Exercise details:
Copy out once more, exactly, the line with "sky in this" and all the lines after it, up to the last line of the data.

═══ Supplied data ═══

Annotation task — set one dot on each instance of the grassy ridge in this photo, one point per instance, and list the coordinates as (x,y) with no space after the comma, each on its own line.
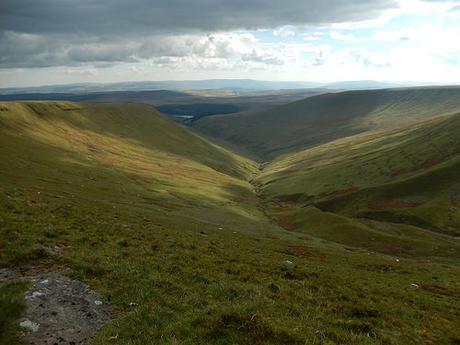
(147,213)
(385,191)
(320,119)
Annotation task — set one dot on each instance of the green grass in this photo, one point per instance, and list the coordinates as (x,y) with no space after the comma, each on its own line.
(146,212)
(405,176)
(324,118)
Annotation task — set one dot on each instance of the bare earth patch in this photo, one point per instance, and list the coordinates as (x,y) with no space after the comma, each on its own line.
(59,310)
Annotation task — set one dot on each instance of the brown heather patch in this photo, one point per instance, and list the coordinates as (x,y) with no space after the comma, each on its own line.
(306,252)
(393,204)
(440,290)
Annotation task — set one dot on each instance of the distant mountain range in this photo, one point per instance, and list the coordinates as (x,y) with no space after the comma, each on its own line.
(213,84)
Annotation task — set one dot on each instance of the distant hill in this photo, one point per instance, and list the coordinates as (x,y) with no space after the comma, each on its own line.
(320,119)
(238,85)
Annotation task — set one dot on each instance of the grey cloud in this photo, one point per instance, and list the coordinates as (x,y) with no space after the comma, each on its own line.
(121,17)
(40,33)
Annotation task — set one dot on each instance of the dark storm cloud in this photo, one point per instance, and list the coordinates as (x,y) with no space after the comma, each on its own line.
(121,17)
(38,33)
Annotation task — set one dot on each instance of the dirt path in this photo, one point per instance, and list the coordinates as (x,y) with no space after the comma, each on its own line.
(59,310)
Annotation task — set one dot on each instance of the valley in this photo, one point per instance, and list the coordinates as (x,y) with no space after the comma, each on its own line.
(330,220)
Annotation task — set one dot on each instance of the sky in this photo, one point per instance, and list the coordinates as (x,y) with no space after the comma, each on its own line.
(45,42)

═══

Answer to this exercise:
Annotation task — set one dot on each instance of the sky in this photo, one point per instance, and list the coordinates as (x,y) with no space after the comma, each on its own line.
(45,42)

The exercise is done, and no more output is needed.